**Written request**
Show every line of the records below that contains the word "white" and copy each one in full.

**Dataset content**
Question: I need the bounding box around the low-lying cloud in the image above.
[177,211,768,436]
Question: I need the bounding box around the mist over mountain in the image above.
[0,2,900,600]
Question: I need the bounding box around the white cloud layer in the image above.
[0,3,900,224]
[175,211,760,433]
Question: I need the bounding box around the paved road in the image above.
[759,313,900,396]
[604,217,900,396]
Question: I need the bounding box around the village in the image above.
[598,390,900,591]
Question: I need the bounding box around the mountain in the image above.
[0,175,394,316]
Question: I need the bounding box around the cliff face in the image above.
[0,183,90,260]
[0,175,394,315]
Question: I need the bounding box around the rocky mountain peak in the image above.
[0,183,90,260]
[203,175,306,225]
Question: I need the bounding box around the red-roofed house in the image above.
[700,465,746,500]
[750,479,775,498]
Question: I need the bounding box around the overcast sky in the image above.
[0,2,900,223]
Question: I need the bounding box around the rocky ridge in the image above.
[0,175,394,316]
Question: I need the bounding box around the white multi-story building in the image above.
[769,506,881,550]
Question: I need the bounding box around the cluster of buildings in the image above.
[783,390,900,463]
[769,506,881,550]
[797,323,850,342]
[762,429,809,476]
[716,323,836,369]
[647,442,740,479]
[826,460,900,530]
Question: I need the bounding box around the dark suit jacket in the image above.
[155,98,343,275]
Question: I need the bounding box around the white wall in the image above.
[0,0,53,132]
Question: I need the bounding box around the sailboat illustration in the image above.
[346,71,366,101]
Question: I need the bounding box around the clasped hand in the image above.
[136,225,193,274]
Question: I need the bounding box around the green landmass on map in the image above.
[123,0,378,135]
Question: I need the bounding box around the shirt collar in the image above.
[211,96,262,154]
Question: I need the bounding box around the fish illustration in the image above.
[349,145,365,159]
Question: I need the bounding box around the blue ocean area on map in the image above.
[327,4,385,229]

**Answer for the task**
Question: I need the bounding box around the white cloud layer in the image above.
Question: I need the bounding box around the white multi-story building in the image above.
Question: I need the bounding box around the white wall in the image above.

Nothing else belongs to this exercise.